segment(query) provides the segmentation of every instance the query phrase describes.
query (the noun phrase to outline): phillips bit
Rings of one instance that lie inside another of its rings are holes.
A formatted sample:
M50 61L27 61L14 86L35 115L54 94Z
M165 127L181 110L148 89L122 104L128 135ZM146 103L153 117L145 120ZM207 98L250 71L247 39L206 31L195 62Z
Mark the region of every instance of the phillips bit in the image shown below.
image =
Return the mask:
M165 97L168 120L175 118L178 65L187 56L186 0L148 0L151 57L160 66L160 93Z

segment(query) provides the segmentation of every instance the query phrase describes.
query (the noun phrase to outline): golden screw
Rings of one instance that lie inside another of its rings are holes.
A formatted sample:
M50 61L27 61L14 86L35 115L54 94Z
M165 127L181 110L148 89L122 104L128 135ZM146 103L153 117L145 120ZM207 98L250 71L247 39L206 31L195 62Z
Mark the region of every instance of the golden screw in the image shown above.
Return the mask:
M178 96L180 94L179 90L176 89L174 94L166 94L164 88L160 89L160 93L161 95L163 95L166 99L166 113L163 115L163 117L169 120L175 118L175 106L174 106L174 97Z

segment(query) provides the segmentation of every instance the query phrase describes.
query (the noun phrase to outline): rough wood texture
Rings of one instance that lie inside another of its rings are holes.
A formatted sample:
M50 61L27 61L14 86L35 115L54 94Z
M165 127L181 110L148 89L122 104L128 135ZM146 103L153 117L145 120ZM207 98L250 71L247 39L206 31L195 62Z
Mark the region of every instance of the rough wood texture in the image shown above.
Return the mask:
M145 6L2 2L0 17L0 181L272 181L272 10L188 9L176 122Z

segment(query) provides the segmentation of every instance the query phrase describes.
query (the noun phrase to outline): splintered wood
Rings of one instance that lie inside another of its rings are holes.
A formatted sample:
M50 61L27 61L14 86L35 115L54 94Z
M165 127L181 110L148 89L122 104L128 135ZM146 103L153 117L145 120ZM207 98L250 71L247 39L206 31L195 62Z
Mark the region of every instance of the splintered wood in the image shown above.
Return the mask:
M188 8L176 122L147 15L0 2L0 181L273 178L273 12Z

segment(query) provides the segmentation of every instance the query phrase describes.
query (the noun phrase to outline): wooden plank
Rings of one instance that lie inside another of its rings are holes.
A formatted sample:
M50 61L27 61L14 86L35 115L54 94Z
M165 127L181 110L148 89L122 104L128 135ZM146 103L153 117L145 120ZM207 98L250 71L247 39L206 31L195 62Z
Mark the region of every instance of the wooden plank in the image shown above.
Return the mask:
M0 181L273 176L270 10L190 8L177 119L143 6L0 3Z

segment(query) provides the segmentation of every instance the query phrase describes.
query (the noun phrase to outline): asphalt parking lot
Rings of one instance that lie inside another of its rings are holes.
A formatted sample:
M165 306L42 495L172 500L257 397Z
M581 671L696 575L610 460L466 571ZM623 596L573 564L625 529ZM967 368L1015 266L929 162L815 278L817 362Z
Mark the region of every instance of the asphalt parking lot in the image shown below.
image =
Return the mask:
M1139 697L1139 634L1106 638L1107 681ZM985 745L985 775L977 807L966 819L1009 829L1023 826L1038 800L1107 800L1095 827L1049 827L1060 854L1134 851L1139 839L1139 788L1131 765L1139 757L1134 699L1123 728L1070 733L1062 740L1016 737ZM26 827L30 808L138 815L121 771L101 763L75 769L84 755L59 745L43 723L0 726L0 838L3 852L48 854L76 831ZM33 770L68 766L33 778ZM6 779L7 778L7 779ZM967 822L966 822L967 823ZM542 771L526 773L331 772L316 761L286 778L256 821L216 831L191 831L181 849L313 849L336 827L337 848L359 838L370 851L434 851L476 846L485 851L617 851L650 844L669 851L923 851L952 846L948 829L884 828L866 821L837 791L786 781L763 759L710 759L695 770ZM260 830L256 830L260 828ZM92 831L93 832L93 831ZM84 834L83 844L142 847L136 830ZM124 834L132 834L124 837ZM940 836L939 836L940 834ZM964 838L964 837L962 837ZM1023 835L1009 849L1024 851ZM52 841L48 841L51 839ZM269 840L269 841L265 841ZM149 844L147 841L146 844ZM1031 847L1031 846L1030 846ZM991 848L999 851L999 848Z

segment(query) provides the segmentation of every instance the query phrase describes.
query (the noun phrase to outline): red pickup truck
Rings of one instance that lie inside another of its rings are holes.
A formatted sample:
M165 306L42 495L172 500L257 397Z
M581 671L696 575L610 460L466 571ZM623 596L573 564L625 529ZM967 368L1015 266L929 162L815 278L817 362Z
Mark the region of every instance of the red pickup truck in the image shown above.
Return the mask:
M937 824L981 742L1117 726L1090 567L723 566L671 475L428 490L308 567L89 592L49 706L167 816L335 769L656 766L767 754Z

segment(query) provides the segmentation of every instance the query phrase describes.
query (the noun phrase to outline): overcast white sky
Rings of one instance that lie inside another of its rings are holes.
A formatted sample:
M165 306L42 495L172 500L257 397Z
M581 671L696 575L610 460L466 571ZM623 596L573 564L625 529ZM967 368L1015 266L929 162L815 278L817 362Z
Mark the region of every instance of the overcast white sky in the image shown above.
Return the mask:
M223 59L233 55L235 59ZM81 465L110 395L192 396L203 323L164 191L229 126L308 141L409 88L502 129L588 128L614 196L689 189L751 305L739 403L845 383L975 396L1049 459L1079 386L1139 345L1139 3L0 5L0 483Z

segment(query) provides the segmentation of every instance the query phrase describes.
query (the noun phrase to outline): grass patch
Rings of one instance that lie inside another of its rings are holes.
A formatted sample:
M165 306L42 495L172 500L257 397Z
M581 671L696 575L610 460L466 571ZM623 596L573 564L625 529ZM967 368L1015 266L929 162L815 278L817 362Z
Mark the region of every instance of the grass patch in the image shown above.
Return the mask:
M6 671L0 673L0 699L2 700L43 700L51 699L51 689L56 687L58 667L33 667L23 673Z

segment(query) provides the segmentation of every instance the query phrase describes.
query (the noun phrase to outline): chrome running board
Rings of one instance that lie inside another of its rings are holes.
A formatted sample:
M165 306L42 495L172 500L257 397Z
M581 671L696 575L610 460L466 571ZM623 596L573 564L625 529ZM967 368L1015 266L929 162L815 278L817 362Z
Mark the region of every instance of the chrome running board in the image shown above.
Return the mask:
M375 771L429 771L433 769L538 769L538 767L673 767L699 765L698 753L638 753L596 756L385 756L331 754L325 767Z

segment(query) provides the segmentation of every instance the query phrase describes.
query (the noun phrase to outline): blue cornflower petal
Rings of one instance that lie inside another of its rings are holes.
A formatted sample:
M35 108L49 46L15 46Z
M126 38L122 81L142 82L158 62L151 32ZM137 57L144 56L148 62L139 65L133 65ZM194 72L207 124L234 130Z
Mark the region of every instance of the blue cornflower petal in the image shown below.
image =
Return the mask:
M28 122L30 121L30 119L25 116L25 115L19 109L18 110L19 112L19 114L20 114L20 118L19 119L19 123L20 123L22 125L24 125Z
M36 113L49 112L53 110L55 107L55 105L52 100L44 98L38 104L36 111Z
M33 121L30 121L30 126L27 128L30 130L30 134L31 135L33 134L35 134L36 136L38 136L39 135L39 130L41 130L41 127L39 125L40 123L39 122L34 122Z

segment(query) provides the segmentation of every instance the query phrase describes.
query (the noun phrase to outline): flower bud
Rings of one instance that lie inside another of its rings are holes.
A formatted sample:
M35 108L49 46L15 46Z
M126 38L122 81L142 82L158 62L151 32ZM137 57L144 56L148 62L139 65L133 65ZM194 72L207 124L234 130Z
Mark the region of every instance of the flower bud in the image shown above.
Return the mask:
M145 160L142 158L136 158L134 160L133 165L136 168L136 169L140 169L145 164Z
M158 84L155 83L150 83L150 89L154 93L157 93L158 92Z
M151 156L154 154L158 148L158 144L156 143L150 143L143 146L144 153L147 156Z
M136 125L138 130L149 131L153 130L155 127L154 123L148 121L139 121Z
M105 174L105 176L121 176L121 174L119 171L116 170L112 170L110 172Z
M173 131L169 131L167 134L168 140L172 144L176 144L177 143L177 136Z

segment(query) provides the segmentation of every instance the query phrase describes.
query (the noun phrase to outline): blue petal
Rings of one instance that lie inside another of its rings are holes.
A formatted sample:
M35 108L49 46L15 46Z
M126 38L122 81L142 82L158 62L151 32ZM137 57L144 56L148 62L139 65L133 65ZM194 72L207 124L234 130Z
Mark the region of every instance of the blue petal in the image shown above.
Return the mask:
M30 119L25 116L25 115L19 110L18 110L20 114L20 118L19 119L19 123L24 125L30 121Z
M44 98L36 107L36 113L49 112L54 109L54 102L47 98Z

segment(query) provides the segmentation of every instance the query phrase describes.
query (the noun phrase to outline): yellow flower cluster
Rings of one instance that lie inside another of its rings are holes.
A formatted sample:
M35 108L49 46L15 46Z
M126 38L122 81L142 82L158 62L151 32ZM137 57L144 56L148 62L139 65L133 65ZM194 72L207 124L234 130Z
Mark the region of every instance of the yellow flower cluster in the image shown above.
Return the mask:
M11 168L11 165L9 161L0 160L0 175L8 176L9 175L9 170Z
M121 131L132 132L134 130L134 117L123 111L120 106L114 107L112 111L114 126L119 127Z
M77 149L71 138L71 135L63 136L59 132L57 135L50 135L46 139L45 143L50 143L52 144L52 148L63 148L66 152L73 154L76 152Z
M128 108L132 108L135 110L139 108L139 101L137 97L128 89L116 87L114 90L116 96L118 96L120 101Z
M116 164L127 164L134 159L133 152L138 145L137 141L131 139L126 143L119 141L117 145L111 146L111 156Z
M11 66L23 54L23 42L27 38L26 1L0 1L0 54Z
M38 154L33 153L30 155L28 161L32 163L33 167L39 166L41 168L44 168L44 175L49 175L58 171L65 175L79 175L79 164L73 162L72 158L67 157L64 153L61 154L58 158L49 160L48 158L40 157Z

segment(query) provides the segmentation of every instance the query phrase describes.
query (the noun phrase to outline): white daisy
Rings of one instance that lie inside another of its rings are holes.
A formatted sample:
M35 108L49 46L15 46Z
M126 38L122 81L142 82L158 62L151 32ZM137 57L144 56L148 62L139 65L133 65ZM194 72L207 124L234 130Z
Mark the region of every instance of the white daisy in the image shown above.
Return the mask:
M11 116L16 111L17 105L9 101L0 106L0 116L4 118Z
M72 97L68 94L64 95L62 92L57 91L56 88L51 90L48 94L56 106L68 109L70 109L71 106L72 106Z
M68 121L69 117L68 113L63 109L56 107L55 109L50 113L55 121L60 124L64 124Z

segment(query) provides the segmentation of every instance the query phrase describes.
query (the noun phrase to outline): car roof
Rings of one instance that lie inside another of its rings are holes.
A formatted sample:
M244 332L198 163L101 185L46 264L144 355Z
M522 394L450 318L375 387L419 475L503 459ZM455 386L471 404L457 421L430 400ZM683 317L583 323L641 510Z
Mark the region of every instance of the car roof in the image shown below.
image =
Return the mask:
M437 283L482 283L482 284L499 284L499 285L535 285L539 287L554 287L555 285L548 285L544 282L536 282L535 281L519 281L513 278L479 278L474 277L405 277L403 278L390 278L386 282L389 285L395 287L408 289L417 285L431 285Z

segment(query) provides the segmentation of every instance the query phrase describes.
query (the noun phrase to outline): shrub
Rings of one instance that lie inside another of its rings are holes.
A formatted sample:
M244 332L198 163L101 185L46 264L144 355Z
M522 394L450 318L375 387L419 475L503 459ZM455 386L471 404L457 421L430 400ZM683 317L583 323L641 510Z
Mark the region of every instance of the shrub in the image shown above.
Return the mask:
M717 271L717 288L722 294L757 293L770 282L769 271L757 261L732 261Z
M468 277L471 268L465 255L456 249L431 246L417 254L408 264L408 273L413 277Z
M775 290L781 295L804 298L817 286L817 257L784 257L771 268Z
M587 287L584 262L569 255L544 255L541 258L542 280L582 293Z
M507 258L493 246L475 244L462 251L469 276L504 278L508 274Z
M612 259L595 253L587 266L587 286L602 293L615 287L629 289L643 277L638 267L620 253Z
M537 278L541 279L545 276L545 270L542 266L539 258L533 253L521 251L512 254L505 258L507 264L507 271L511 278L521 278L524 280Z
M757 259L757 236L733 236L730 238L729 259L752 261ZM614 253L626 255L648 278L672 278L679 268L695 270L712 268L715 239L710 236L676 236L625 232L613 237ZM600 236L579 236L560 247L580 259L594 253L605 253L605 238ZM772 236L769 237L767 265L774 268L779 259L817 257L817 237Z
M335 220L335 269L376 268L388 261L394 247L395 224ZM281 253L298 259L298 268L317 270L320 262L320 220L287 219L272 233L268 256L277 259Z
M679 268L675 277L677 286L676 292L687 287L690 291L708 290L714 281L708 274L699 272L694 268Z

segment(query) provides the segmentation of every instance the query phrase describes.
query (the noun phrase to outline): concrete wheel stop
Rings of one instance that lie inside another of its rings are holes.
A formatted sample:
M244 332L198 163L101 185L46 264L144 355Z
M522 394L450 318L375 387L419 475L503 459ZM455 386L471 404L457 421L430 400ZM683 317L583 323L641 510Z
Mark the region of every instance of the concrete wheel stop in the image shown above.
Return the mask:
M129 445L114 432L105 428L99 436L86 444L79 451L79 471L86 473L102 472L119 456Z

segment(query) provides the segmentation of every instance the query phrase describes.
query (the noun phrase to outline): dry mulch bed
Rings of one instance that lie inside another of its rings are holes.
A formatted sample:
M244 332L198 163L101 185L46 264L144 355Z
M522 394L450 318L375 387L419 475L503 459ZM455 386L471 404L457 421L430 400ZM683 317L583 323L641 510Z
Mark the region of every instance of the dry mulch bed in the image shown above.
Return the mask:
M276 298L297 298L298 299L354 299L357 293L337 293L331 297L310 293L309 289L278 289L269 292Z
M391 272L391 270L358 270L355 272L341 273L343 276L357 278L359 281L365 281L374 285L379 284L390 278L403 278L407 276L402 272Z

§ **EXERCISE DESCRIPTION**:
Identify every line in the entries above that contains the string "splintered", and copy each such line.

§ **TASK RESULT**:
query (the noun phrase to outline): splintered wood
Mark the region of every instance of the splintered wood in the image shown above.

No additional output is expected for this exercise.